EXTRACT below:

The New York Building Congress (NYBC) says in its Construction Outlook 2020-2022 report that 2020 construction spending is forecast to exceed actual spending from eight of the past 10 years, despite the COVID-19 impacts.
“While New York City was one of the hardest-hit areas in the US and is still reeling from the effects of COVID-19, the building industry is weathering the storm and remains the heartbeat of the city’s economy,” Carlo A. Scissura, NYBC president and CEO, says in a statement. “This report evidences both the resiliency of the building industry and that investment in infrastructure creates jobs and boosts economic recovery. The Building Congress will continue working to ensure that this growth lasts for years to come.”
The report indicates that construction spending will likely to reach $55.5 billion in 2020, an 8.5 percent decline from 2019’s $60.6 billion. However, this amount would match the numbers for 2017, which was then a record-breaking amount.

End of EXTRACT.

**INSTRUCTIONS:**
#1 Rewrite the paragraph of the construction outlook article that begins "The report indicates that construction spending" in one shorter sentence, keeping its main figures.
#2 Reproduce the construction outlook article's wording between "The New York" and "the COVID-19 impacts.", inclusive.
#3 Write the next part of the article on New York City's construction outlook, picking up after its last sentence.

EXTRACTED ENTRIES below:

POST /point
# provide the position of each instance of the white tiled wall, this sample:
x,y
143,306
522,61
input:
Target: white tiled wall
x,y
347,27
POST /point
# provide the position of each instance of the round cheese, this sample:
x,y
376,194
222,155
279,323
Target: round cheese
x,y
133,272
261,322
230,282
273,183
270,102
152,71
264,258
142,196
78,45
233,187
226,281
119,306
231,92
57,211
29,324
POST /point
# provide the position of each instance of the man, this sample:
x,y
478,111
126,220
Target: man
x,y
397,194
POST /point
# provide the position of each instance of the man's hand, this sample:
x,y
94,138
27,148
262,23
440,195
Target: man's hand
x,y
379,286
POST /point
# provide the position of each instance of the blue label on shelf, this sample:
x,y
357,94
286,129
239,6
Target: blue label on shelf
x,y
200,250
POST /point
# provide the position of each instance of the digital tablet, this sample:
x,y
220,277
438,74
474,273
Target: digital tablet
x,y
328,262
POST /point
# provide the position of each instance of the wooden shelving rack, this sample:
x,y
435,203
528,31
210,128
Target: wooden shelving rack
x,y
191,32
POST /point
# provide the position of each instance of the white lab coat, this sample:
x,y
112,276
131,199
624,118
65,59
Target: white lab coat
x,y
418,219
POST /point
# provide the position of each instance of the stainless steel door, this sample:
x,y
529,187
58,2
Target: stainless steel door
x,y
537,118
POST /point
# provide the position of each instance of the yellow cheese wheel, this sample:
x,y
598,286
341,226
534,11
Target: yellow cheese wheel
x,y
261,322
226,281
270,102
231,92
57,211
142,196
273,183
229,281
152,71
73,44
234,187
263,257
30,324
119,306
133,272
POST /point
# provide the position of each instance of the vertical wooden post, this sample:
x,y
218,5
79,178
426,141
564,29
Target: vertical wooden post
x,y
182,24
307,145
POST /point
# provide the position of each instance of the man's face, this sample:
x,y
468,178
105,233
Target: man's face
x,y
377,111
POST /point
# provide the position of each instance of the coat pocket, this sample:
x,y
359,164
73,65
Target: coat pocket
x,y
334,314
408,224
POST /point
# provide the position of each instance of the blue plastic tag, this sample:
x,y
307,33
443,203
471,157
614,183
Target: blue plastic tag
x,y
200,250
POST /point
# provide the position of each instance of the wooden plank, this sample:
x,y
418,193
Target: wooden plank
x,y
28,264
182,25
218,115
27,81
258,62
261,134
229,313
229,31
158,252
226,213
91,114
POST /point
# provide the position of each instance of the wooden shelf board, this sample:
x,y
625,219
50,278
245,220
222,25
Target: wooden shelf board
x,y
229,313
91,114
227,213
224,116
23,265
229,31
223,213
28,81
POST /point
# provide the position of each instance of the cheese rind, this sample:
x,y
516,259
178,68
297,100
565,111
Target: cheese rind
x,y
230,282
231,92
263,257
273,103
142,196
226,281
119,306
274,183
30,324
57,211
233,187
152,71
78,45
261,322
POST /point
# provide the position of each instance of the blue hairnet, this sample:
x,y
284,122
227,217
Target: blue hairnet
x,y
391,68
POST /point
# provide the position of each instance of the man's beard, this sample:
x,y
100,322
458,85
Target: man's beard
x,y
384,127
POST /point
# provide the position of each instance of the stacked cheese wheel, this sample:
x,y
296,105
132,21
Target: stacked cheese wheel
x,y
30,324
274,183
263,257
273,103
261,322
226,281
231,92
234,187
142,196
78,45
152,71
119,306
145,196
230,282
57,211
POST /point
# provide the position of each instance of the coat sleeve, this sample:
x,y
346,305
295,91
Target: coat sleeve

End of EXTRACTED ENTRIES.
EXTRACTED ENTRIES below:

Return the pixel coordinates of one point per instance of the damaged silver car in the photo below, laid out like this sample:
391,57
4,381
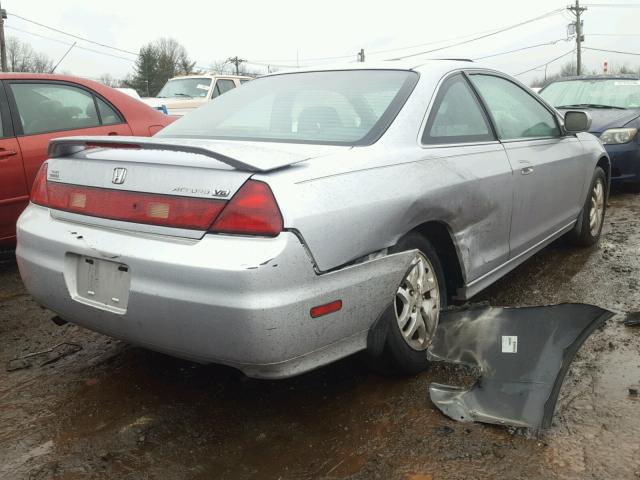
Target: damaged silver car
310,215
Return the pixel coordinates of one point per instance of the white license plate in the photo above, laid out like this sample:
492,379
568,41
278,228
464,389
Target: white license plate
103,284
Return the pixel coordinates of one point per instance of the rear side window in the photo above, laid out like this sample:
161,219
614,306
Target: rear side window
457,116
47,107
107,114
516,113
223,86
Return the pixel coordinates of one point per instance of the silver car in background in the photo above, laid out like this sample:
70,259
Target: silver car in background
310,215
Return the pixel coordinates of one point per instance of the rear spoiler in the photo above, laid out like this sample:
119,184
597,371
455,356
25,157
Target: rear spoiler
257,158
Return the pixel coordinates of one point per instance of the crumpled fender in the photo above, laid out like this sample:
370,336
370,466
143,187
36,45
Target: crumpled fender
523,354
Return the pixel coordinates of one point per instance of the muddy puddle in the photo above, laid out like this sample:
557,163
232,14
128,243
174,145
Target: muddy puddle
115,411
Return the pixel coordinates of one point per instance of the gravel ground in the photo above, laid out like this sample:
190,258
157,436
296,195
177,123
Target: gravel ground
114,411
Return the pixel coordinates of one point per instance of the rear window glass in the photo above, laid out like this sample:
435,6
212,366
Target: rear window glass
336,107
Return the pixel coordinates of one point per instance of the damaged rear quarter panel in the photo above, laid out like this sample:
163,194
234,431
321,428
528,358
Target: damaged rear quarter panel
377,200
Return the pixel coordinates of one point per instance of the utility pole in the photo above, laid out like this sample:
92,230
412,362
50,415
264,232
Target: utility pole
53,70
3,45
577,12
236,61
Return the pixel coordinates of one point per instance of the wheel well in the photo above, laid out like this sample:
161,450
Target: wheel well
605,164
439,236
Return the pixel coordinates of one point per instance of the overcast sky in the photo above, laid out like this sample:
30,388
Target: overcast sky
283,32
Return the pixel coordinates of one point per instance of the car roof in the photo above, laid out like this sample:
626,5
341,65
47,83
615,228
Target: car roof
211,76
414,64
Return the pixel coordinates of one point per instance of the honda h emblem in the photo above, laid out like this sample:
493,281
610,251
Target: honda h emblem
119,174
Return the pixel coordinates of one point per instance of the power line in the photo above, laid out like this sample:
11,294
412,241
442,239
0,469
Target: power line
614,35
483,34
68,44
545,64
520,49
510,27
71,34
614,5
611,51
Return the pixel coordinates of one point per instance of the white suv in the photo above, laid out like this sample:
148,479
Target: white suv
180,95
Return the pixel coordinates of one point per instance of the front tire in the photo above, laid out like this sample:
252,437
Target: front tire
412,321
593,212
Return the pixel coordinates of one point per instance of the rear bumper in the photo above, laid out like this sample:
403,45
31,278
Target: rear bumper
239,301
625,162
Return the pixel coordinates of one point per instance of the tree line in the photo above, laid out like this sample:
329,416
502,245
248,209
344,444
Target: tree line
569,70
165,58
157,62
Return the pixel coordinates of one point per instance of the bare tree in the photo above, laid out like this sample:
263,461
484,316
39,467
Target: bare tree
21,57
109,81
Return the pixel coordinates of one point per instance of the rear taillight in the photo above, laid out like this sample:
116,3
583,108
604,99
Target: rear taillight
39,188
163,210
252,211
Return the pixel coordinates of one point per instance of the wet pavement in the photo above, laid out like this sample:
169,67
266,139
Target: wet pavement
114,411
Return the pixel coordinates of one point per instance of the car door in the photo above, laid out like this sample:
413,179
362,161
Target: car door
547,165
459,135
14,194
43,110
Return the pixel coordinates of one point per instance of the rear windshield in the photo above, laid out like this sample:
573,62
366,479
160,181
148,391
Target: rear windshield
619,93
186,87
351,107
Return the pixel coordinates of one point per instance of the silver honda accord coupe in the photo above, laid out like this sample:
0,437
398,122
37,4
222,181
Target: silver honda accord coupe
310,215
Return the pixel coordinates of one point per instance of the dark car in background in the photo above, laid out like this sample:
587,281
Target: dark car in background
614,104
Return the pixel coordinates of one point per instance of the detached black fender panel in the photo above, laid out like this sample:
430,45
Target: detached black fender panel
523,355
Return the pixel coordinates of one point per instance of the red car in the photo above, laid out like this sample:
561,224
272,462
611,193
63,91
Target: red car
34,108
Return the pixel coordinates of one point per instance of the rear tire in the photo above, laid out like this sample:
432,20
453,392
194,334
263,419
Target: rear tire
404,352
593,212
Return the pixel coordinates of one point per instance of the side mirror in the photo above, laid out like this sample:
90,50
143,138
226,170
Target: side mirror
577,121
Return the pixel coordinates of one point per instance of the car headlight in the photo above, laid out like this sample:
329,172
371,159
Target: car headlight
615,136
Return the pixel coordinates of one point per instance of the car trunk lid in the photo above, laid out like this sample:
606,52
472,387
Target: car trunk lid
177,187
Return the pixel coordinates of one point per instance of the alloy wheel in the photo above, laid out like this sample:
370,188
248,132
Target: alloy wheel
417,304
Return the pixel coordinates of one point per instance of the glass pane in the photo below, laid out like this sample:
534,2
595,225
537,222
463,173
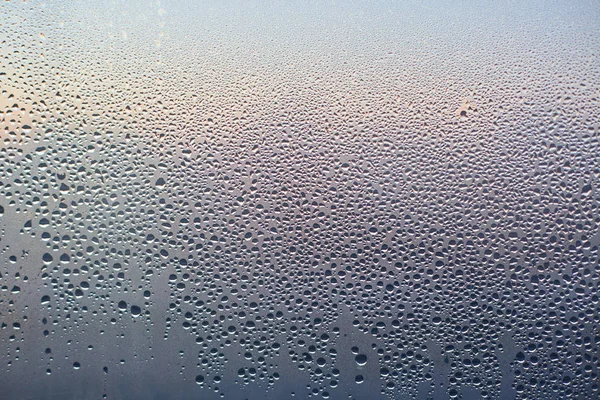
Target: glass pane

End of EXTRACTED ENTRIES.
EXTRACTED ENTRIES below:

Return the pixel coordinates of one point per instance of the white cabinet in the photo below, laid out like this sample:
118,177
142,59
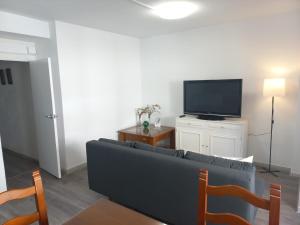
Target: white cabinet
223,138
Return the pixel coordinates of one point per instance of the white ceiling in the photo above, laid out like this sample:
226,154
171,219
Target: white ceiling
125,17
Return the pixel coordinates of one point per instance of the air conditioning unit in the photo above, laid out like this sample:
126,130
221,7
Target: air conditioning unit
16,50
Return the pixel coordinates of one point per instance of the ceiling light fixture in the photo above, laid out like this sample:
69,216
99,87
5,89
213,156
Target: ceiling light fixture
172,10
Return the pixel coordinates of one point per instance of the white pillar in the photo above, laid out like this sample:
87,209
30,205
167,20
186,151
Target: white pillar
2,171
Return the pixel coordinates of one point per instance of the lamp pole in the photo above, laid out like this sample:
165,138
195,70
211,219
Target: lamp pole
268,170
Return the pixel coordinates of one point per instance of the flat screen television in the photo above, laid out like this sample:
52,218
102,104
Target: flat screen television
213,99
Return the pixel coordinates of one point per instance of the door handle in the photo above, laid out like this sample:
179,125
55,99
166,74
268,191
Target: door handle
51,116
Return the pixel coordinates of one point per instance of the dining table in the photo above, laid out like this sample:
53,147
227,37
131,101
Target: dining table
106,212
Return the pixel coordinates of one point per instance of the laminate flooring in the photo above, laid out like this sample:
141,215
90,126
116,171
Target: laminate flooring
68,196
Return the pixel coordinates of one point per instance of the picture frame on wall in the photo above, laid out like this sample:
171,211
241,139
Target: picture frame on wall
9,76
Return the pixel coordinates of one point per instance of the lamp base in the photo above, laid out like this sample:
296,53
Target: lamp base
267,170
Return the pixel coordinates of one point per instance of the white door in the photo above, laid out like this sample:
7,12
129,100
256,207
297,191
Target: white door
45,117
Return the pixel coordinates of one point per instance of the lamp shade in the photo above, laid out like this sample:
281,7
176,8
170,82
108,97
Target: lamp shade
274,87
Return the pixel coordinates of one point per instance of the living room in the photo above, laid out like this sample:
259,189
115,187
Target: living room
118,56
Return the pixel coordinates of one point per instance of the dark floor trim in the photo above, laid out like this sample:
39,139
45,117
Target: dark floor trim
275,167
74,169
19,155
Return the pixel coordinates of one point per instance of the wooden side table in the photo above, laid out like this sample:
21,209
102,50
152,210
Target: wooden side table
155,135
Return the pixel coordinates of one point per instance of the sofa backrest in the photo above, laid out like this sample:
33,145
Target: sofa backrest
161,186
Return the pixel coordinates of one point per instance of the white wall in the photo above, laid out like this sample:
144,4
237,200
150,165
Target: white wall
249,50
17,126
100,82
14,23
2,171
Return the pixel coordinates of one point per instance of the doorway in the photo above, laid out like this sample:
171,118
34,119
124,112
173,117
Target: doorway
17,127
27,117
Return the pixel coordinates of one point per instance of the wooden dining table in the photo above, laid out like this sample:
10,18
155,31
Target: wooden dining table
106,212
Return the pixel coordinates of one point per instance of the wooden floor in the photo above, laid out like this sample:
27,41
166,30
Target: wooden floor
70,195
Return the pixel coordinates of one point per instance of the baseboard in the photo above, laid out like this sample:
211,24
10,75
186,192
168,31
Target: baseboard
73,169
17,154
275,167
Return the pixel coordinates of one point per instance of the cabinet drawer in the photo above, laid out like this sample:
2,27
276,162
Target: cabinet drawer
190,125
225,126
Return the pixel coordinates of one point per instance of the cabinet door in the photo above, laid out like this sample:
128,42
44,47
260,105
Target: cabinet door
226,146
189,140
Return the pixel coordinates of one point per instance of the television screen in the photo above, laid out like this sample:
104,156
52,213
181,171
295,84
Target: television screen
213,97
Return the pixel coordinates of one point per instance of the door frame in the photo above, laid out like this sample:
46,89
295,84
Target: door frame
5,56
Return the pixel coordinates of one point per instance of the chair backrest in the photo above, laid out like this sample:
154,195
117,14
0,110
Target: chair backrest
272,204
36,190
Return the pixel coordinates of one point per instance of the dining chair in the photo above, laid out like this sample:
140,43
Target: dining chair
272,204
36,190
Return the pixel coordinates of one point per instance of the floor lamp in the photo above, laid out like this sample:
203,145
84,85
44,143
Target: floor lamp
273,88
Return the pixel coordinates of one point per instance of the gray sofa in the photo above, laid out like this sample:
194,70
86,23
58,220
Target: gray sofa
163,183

End of EXTRACTED ENTRIES.

**ANSWERS BELOW:**
#1 The report projects 2020 construction spending of $55.5 billion, 8.5 percent below 2019's $60.6 billion but equal to the then-record total of 2017.

#2
The New York Building Congress (NYBC) says in its Construction Outlook 2020-2022 report that 2020 construction spending is forecast to exceed actual spending from eight of the past 10 years, despite the COVID-19 impacts.

#3
New York City construction employment is expected to decline to 128,200 (a bit below the 2014 employment level). However, NYBC expects that the employment levels will rebound in 2021 with 136,650 jobs and 2022 with 140,200 jobs. Overall, for the three years, there will be an estimated 14 percent fewer construction jobs for 2020 to 2022 compared to 2017 – 2019, NYBC says.
In its report, NYBC estimates that total construction spending will reach $168.5 billion within three years, between 2020 and 2023. There would be $56.9 billion in 2021 and $56.1 billion in 2022.
By sector, NYBC expects residential construction spending will reach $17.8 billion this year, a decline from 2019’s peak of $19.7 billion. Overall, 20,450 new units will be added in 2020 and 15,000 units in 2021, totalling 50,450 new housing units from 2020 to 2022. This indicates a 14 percent decline in constructed floor space square footage and 33 percent fewer new housing units for the three years compared to 2017-19.
Non-residential construction spending (office space, institutional development, hotels and sports and entertainment venues) is expected to reach $16.6 billion in 2020, a decline from 2019’s $21.2 billion.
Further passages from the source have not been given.